### WHAT YOU WILL DO
Copy every one of the following entries word for word.

-=-=-

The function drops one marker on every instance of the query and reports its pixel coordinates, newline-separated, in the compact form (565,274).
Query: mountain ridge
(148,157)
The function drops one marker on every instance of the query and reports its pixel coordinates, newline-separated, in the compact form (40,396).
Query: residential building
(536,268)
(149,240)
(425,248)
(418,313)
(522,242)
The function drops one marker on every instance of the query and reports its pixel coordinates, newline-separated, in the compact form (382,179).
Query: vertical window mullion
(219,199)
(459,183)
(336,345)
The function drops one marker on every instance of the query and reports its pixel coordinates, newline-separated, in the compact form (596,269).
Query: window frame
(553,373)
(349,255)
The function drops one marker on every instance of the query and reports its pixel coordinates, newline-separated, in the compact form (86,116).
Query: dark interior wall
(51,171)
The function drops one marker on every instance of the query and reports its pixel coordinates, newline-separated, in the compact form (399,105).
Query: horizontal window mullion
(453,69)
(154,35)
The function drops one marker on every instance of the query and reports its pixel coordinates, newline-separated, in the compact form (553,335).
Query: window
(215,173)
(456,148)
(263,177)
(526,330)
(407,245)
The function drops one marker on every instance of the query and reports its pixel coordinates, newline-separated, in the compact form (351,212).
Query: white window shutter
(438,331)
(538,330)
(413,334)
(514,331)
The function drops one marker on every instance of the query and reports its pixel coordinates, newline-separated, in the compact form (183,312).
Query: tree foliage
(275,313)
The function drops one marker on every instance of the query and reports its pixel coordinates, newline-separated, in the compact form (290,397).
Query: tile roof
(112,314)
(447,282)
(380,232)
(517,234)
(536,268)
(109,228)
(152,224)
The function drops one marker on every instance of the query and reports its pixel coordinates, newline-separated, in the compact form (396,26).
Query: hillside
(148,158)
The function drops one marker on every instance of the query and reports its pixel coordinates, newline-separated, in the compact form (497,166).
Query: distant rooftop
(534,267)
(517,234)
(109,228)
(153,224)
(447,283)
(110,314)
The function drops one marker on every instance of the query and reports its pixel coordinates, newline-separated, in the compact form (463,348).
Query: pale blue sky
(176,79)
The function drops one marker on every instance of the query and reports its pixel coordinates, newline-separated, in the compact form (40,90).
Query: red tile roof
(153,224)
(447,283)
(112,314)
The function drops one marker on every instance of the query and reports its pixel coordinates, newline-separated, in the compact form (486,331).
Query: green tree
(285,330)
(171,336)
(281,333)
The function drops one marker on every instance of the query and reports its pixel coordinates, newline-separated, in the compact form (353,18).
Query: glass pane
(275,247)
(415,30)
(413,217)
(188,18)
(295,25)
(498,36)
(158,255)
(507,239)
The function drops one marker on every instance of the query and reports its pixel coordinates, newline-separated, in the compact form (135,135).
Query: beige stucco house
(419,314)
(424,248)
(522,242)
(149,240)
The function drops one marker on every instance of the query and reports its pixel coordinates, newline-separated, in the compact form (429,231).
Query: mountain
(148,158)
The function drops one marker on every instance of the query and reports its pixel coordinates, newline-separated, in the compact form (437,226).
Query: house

-=-=-

### SOLUTION FOR THIS PROBLEM
The function drops one marker on every instance of the query and reports its pixel coordinates, newline-separated, in the compact form (565,274).
Query: mountain ridge
(148,157)
The function drops one marker on every instance of the query and reports its pixel coordinates, newline-separated, in the compact form (40,396).
Query: residential building
(536,268)
(149,240)
(425,248)
(418,313)
(522,242)
The function drops one marker on every instance of the query and reports its pixel coordinates, newline-separated, in the compact form (382,179).
Query: vertical window mullion
(219,199)
(459,183)
(336,345)
The function drops one marker on every instance of the query and reports its pixel coordinates, newline-separated, in the compact form (596,269).
Query: window frame
(553,373)
(349,255)
The function drops one marker on every instance of the query and reports its pixel coordinates, newline-separated, in the compact form (86,116).
Query: dark interior wall
(51,171)
The function drops one marker on every instance of the query and reports its pixel coordinates, newline-separated, in the compact form (399,105).
Query: horizontal window mullion
(453,69)
(154,35)
The function drops one marker on every instance of the query and reports its pixel coordinates, newline-separated, in the compact form (553,335).
Query: window
(215,173)
(456,148)
(263,177)
(526,330)
(407,245)
The function drops one marker on every instance of the query and reports its pixel coordinates, newline-separated, in the compact form (351,212).
Query: white window shutter
(438,331)
(538,330)
(413,334)
(514,331)
The function drops one marker on every instance of the query and reports its pixel coordinates, newline-separated, in the compact form (183,312).
Query: tree foliage
(275,313)
The function drops one marker on every instance of the query and reports its pixel coordinates, newline-separated, in the compact form (290,397).
Query: tile roof
(112,314)
(447,282)
(380,232)
(517,234)
(536,268)
(109,228)
(152,224)
The function drops one marker on every instance of the query and reports its pixel coordinates, newline-separated, in the compact form (396,26).
Query: hillside
(148,158)
The function drops one marker on every instance of the query and reports its pixel coordinates, newline-separated, in the compact form (497,166).
Query: distant rooftop
(534,267)
(517,234)
(109,228)
(153,224)
(447,283)
(110,314)
The function drops one marker on every instance of the query and reports its pixel coordinates, newline-separated, in the compact form (463,348).
Query: pale blue sky
(176,79)
The function drops one marker on every instance of the query and reports its pixel coordinates, newline-separated, in the compact form (40,90).
Query: red tile roof
(153,224)
(447,283)
(112,314)
The function drops one marker on every instance of the query and reports its pixel coordinates, newline-separated, in the compact form (486,331).
Query: green tree
(285,330)
(171,336)
(281,333)
The function drops one marker on every instance of the query and reports its pixel coordinates, newline-separated, in the compact form (353,18).
Query: glass pane
(275,247)
(415,30)
(413,217)
(188,18)
(295,25)
(498,36)
(158,255)
(507,239)
The function drops one marker on every instance of the query and reports its pixel coordinates, newline-separated, in the compact form (135,135).
Query: beige stucco house
(419,314)
(424,248)
(522,242)
(149,240)
The function drops one marker on every instance of the query and reports its pixel coordinates, newline-separated, in the compact form (429,231).
Query: mountain
(148,158)
The function drops one marker on every instance of the query and reports its pixel coordinates, newline-separated, in the compact form (437,226).
Query: house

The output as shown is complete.